* PROBLEM REQUIREMENTS
Please put every line of the rows below into a numbered list, leaving out any blank lines.

▼▼▼

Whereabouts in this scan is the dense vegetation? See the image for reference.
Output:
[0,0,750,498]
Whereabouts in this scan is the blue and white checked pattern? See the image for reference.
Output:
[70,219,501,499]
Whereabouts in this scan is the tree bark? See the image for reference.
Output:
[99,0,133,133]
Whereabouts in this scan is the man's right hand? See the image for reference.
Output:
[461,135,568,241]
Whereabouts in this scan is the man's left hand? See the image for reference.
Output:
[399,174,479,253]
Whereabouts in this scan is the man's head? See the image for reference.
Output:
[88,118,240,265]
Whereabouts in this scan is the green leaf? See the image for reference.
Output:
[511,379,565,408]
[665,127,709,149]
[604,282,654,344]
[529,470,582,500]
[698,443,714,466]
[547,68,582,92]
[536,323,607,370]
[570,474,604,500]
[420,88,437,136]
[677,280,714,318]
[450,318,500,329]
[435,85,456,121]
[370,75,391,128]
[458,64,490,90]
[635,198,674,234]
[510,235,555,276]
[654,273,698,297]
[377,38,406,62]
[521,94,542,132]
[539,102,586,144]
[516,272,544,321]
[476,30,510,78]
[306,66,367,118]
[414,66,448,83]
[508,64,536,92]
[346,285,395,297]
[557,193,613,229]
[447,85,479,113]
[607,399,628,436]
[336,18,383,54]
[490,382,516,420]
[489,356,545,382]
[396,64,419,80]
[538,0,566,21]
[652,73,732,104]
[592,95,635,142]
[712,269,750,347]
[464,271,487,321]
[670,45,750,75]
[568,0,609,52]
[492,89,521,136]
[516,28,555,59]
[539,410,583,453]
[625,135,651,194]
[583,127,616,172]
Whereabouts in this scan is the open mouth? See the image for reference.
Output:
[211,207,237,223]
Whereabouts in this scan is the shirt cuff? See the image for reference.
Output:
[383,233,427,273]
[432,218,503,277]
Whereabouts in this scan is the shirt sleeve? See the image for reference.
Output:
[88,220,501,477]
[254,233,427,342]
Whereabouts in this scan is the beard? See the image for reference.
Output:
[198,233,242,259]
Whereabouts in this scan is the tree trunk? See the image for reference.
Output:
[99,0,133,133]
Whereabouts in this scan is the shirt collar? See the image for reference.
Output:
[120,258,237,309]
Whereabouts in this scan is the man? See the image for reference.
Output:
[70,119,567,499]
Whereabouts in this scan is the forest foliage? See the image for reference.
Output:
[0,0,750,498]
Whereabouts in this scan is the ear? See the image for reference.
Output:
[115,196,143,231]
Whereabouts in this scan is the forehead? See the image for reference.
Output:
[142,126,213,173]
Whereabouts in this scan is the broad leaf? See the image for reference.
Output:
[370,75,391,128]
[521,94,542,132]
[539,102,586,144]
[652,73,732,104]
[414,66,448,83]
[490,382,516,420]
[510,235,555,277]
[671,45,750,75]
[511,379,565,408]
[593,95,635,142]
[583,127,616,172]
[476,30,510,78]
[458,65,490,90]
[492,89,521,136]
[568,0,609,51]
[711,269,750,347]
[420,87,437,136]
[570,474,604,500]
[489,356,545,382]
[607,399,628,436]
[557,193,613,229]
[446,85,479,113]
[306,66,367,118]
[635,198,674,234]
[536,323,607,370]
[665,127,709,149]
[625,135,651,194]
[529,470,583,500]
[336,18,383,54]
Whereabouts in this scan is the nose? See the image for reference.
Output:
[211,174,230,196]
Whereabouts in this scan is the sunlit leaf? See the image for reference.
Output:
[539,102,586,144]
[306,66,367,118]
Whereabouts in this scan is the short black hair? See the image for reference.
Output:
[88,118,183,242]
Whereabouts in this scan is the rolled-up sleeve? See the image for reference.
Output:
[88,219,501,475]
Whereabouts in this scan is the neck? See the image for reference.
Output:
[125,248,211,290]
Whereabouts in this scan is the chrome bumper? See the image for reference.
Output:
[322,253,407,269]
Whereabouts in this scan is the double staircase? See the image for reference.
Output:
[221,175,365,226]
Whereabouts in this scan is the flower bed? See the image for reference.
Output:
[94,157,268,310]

▲▲▲

* TASK RESULT
1. Whereabouts in this scan is the dense vegetation? See the image for reference.
2. Output:
3. [0,0,750,498]
4. Whereabouts in this scan is the blue and white checked pattern? See the image for reference.
5. Output:
6. [70,219,501,499]
7. Whereabouts in this scan is the tree bark? See the image for reference.
8. Output:
9. [99,0,133,133]
10. Whereabouts in this scan is the man's right hand? See the image for reference.
11. Output:
12. [461,135,568,241]
13. Whereabouts in this scan is the man's left hand? See the image for reference.
14. Output:
15. [399,174,479,253]
16. Whereabouts in this scan is the man's head? See the image for reference.
17. Output:
18. [88,118,240,265]
19. Whereabouts in this scan is the green leaf? See the image for reference.
20. Output:
21. [511,379,565,408]
22. [665,127,709,149]
23. [604,282,654,344]
24. [529,470,582,500]
25. [698,443,714,466]
26. [547,68,582,92]
27. [536,323,607,370]
28. [570,474,604,500]
29. [420,88,437,136]
30. [677,280,714,318]
31. [450,318,500,329]
32. [435,85,456,121]
33. [370,75,391,128]
34. [458,64,490,90]
35. [635,198,674,234]
36. [510,235,555,276]
37. [654,273,698,297]
38. [377,38,406,62]
39. [521,94,542,132]
40. [539,102,586,144]
41. [516,272,544,321]
42. [476,30,510,78]
43. [306,66,367,118]
44. [414,66,448,83]
45. [508,64,536,92]
46. [346,285,395,297]
47. [557,193,613,229]
48. [447,85,479,113]
49. [607,399,628,436]
50. [336,18,383,54]
51. [490,382,516,420]
52. [489,356,545,382]
53. [396,64,419,80]
54. [538,0,566,21]
55. [652,73,732,104]
56. [592,95,635,142]
57. [712,269,750,347]
58. [464,271,487,321]
59. [670,45,750,75]
60. [568,0,609,52]
61. [492,89,521,136]
62. [516,28,555,59]
63. [539,410,583,453]
64. [625,135,651,194]
65. [583,127,616,172]
66. Whereabouts in this scan is the open mouth? See the image for reference.
67. Output:
68. [211,207,237,223]
69. Whereabouts in this scan is the shirt cuff? See the image for reference.
70. Output:
71. [383,233,427,273]
72. [432,218,503,277]
73. Whereabouts in this scan is the shirt sleeve? See the image for reference.
74. Output:
75. [88,220,501,477]
76. [254,233,427,342]
77. Whereabouts in this scan is the beard? See the image for reference.
78. Output:
79. [198,233,242,259]
80. Whereabouts in this scan is the tree trunk? See the image for reference.
81. Output:
82. [99,0,133,133]
83. Whereabouts in this scan is the shirt collar? See the image for reference.
84. Output:
85. [120,258,237,309]
86. Whereabouts in this scan is the man? See the image for reference.
87. Output:
88. [70,119,567,499]
89. Whereabouts in this scan is the forest foliage? See the image for reference.
90. Output:
91. [0,0,750,498]
92. Whereabouts in this scan is the ear? See the image for reference.
93. Output:
94. [115,196,143,231]
95. Whereabouts in this scan is the forehead? See the image for reference.
96. Output:
97. [142,126,213,173]
98. Whereabouts in this scan is the broad leaf? See the image for reference.
99. Output:
100. [370,75,391,128]
101. [521,94,542,132]
102. [539,102,586,144]
103. [652,73,732,104]
104. [414,66,448,83]
105. [490,382,516,420]
106. [510,235,555,277]
107. [671,45,750,75]
108. [511,379,565,408]
109. [593,95,635,142]
110. [583,127,616,172]
111. [476,30,510,78]
112. [458,65,490,90]
113. [492,89,521,136]
114. [568,0,609,51]
115. [711,269,750,347]
116. [420,87,437,136]
117. [570,474,604,500]
118. [489,356,545,382]
119. [607,399,628,436]
120. [557,193,613,229]
121. [446,85,479,113]
122. [306,66,367,118]
123. [635,198,674,234]
124. [536,323,607,370]
125. [665,127,709,149]
126. [625,135,651,194]
127. [529,470,583,500]
128. [336,18,383,54]
129. Whereabouts in this scan is the nose? See the image for reference.
130. Output:
131. [211,174,230,196]
132. Whereabouts in this scan is the sunlit leaf? See the image for reference.
133. Output:
134. [539,102,586,144]
135. [306,66,367,118]
136. Whereabouts in this scan is the short black hair? See the image for reference.
137. Output:
138. [88,118,183,242]
139. Whereabouts in this scan is the rolled-up sleeve? See the image for reference.
140. Output:
141. [88,219,501,475]
142. Whereabouts in this scan is the neck? See the image for reference.
143. Output:
144. [125,248,211,290]
145. Whereabouts in this scan is the chrome bumper? See the image for reference.
146. Output:
147. [322,253,407,269]
148. Whereabouts in this scan is the double staircase? See the image for reference.
149. Output:
150. [221,175,365,226]
151. Whereabouts in this scan is the flower bed? See the image for reference.
152. Output:
153. [94,157,268,310]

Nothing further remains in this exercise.